Written instruction: Turn the rows below into a numbered list, beginning at the line that has "What is the bounding box of the white" and stopping after the line that has "[0,309,45,326]". Include both of those lines and leave out any blank lines.

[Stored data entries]
####################

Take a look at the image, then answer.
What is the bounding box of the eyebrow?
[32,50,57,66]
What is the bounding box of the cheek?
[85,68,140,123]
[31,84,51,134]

####################

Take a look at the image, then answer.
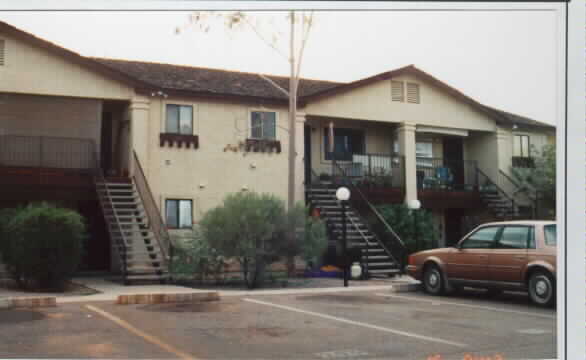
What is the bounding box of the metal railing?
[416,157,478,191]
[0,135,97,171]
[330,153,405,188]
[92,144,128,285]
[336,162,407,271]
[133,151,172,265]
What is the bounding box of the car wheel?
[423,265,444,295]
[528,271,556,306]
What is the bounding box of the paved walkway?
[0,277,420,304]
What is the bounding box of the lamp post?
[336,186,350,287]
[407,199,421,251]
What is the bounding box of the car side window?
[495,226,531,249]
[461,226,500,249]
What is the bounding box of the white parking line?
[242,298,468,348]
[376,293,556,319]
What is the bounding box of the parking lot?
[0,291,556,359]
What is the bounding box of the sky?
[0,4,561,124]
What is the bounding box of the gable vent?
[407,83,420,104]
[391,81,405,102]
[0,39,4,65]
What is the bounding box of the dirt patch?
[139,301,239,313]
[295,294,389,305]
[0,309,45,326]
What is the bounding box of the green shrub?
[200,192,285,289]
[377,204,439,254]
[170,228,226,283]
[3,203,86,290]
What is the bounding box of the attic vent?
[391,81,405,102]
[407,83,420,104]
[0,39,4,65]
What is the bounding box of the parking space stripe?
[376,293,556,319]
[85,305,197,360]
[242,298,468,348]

####################

Complete output:
1. What is the bounding box of the white parking line?
2. [242,298,468,348]
3. [376,293,556,319]
4. What is the bounding box of the parking lot?
5. [0,291,556,359]
6. What is the bounding box of the sky?
7. [0,4,561,124]
8. What is the bounding box of the gable vent?
9. [407,83,420,104]
10. [391,81,405,102]
11. [0,39,4,65]
12. What is the bounding box of the dirt patch?
13. [139,301,239,313]
14. [295,294,389,305]
15. [0,309,45,326]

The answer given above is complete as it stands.